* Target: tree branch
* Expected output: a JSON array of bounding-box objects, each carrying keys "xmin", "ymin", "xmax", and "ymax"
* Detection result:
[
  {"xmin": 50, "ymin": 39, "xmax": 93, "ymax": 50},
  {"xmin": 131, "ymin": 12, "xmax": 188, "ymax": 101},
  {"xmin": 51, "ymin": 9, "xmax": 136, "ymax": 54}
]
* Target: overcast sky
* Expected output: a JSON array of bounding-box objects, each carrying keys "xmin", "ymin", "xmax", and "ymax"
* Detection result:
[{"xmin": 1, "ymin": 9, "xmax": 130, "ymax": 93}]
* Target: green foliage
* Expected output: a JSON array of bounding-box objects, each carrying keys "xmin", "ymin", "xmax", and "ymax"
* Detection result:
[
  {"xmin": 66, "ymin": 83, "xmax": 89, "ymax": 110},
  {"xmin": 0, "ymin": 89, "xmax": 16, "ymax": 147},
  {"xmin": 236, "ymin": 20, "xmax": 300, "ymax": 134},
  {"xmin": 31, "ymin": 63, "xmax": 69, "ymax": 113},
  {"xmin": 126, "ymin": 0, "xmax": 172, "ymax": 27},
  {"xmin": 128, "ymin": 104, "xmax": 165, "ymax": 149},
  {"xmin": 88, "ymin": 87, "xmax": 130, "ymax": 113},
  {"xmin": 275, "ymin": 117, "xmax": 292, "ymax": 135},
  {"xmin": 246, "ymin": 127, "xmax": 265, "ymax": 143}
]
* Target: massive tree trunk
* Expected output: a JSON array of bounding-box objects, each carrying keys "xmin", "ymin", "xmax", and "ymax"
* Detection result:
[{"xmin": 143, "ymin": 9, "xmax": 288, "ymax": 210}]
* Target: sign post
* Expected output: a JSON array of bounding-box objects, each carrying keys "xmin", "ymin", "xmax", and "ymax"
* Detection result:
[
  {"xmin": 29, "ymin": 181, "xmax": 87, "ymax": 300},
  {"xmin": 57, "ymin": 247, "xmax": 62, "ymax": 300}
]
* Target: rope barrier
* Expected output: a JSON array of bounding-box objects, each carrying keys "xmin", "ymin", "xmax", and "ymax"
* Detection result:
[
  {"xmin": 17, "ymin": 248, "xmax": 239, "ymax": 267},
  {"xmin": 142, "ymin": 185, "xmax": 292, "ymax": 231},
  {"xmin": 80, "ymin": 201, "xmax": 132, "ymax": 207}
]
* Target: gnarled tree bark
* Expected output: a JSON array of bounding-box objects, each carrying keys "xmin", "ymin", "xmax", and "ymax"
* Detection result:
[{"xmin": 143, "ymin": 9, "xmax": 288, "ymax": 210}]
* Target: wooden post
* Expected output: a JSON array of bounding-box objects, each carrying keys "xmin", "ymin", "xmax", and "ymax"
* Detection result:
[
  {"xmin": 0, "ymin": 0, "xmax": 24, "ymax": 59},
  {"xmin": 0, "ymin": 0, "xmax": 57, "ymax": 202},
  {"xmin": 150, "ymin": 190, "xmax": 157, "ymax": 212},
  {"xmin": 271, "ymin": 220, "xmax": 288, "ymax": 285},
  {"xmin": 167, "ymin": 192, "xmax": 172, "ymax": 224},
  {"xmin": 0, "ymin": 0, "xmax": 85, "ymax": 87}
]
::::
» GIVEN TASK: Retype the whole listing above line for line, with no changes.

» SOLUTION TO THIS PROBLEM:
* Target: tree branch
* Expected output: a JSON array of bounding-box objects, each carrying keys "xmin", "ymin", "xmax", and "ymax"
* Detection result:
[
  {"xmin": 50, "ymin": 39, "xmax": 93, "ymax": 50},
  {"xmin": 131, "ymin": 12, "xmax": 188, "ymax": 101},
  {"xmin": 51, "ymin": 9, "xmax": 136, "ymax": 54}
]
* Target: overcast sky
* Expected output: a JSON array of bounding-box objects, each carrying keys "xmin", "ymin", "xmax", and "ymax"
* Detection result:
[{"xmin": 1, "ymin": 9, "xmax": 130, "ymax": 93}]
* Target: green foliage
* Expected output: a JSON array of bounding-box objects, each carrying keys "xmin", "ymin", "xmax", and "ymax"
* Detection result:
[
  {"xmin": 66, "ymin": 83, "xmax": 89, "ymax": 110},
  {"xmin": 0, "ymin": 89, "xmax": 16, "ymax": 147},
  {"xmin": 236, "ymin": 20, "xmax": 300, "ymax": 134},
  {"xmin": 31, "ymin": 63, "xmax": 69, "ymax": 113},
  {"xmin": 126, "ymin": 0, "xmax": 172, "ymax": 27},
  {"xmin": 128, "ymin": 104, "xmax": 165, "ymax": 149},
  {"xmin": 88, "ymin": 87, "xmax": 130, "ymax": 113},
  {"xmin": 275, "ymin": 117, "xmax": 292, "ymax": 135},
  {"xmin": 246, "ymin": 127, "xmax": 265, "ymax": 143}
]
* Target: massive tree trunk
* Expected output: a JSON array of bounding-box objects, each carrying keys "xmin", "ymin", "xmax", and "ymax"
* Detection result:
[{"xmin": 143, "ymin": 9, "xmax": 288, "ymax": 210}]
* Target: sign post
* Expected output: a JSON array of bounding-box objects, each carrying keys "xmin", "ymin", "xmax", and "ymax"
* Detection result:
[
  {"xmin": 29, "ymin": 181, "xmax": 87, "ymax": 300},
  {"xmin": 57, "ymin": 247, "xmax": 62, "ymax": 300}
]
* Target: rope barrier
* Expected output: a JSON array of bounding-box objects, each carrying keys "xmin", "ymin", "xmax", and "ymax"
* Detection result:
[
  {"xmin": 17, "ymin": 248, "xmax": 239, "ymax": 267},
  {"xmin": 142, "ymin": 185, "xmax": 292, "ymax": 231},
  {"xmin": 80, "ymin": 201, "xmax": 132, "ymax": 207}
]
* Target: gnarled tree bark
* Expected output: a JSON array of bounding-box objects, each carrying keys "xmin", "ymin", "xmax", and "ymax"
* Detection result:
[{"xmin": 143, "ymin": 9, "xmax": 288, "ymax": 210}]
* Target: wooden post
* Expected output: a JSON array of bounding-box objects, each carrying keys "xmin", "ymin", "xmax", and "ymax"
* Detection result:
[
  {"xmin": 0, "ymin": 0, "xmax": 24, "ymax": 59},
  {"xmin": 0, "ymin": 0, "xmax": 57, "ymax": 202},
  {"xmin": 150, "ymin": 190, "xmax": 157, "ymax": 212},
  {"xmin": 271, "ymin": 220, "xmax": 288, "ymax": 285},
  {"xmin": 167, "ymin": 192, "xmax": 172, "ymax": 224},
  {"xmin": 0, "ymin": 0, "xmax": 85, "ymax": 87}
]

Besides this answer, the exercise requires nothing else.